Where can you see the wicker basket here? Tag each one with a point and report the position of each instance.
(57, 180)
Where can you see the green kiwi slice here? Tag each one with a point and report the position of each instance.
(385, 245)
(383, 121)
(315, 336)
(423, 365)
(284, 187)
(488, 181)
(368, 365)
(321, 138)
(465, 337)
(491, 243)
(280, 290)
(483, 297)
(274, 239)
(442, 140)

━━━

### Set task
Format every line of all the rows above as a JSON list of strings, one string per line, omitting blank lines.

### Solution to this problem
[
  "Where can you see the wicker basket here? Tag each one with a point and report the position of each instance.",
  "(57, 180)",
  "Where can you see the green kiwi slice here? Tag each one with a point and report the position of each instance.",
  "(385, 245)",
  "(383, 121)",
  "(315, 336)",
  "(423, 365)",
  "(284, 187)",
  "(488, 181)",
  "(368, 365)",
  "(321, 138)",
  "(465, 337)",
  "(491, 243)",
  "(280, 290)",
  "(483, 297)",
  "(274, 239)",
  "(442, 140)"
]